▸ SOURCE RECORDS
━━━━━━━━━━━━━━━━━━━━━━━━━━━━━━
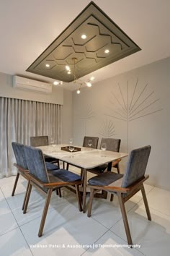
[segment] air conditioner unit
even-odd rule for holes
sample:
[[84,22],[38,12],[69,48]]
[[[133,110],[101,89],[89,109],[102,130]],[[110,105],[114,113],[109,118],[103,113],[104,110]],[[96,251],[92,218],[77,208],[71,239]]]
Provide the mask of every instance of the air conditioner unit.
[[52,92],[52,85],[50,84],[17,75],[13,77],[12,86],[19,89],[31,90],[40,93],[50,93]]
━━━━━━━━━━━━━━━━━━━━━━━━━━━━━━
▸ EXERCISE DIRECTIONS
Exclude the pictures and transcribe all of the entries exactly.

▸ RESPONSE
[segment] air conditioner unit
even-odd rule for holes
sample:
[[84,22],[38,12],[69,48]]
[[[133,110],[101,89],[89,109],[102,130]],[[110,105],[114,113],[109,118],[103,113],[104,110]],[[96,251],[92,218],[77,208],[71,239]]]
Provide the mask of every instance of the air conditioner unit.
[[52,92],[52,85],[50,84],[17,75],[13,77],[12,86],[19,89],[31,90],[40,93],[50,93]]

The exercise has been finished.